▶ **EXTRACT**:
## BEGIN
Has IT Selling Lost its Way?

sales-personI have been involved in IT sales since 1986. I have watched the quality of sales people take a marked turn from sales people who bring tremendous value to a customer to today, where they are driven by motivations other than helping their client.

Sales people I have either managed or interacted with only seem to “follow” rather than lead and do not want to champion for the client. Don’t get me wrong, a highly motivated rep wanting to make a lot of money is a good thing. However, the ones who are really making a lot of money, year in and year out, are those who choose to put the client’s needs first and foremost. The money trail just follows.

What’s on the truck, Gus?

CIO’s and senior management quickly tune out, or as I see it, slip into a coma, when they inevitably hear the “pitchman” profess the virtues of what was announced today. It will change your life, Mr. Client, honest! Rather than consult with the client, they stand on their various soap boxes believing someone really cares.
## END
▶ **YOUR OBJECTIVE**:
Continue the article on IT selling, starting right after its last sentence. The entries that come next are separate material and do not belong to the article on IT selling.

▶ **Collection entries**:
## BEGIN
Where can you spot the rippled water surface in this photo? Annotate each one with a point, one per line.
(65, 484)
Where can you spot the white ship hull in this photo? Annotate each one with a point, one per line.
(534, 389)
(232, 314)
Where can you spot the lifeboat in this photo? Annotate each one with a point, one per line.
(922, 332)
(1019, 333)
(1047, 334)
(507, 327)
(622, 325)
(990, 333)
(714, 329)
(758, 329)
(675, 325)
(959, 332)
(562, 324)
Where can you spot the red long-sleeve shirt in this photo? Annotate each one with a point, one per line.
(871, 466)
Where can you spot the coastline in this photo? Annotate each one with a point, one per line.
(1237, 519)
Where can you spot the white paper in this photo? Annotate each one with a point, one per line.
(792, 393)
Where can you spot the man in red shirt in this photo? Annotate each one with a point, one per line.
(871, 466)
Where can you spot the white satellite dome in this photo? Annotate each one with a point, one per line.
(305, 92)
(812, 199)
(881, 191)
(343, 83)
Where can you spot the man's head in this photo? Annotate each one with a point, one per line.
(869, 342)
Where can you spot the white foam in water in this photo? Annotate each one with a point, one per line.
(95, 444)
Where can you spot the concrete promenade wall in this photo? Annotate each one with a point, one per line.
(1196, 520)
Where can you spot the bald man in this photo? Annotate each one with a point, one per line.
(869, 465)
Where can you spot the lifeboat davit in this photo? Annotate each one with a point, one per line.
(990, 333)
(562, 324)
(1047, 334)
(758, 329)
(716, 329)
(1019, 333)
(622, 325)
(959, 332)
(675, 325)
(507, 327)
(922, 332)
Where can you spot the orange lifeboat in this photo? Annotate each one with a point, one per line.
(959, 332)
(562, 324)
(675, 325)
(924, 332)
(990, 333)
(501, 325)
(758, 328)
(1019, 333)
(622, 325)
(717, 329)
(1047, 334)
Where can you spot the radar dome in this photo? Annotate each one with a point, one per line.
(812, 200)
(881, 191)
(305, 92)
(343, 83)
## END
▶ **TASK RESULT**:
Customers have many more choices today than they ever have. It is common to see multiple technology vendors sharing a space within the clients business. Clients want this, vendors and sales people should want this. Some sales people are driven to want to shame their competitors. Clients find this approach appalling.

Is sales management to blame for this behaviour?

Customers are accustomed to hearing the complaints from sales people, of how they really need to make their quota. Who cares, I say. It is not about you but the customer. The more we sound desperate, the more the client will distance themselves from this behaviour or beat margins to silly levels, and this way nobody wins. The client does not win because his sales person gave up more than he wanted to and may be less inclined to really help when the client needs the help. The seller does not win because his client has seen behaviour that was personally driven rather than client driven.

Management puts undue pressure on sellers to do silly things. Why? Share price? Management bonus? What? It makes no sense. It is time to SLOW DOWN!

Customers want…..

People who they can trust. I know you’ve heard this. Hear it again. If a client knows their interests are put first, the sale will happen and all is well. Listen more to what the pains are rather than trying to determine what this person is going to buy THIS QUARTER.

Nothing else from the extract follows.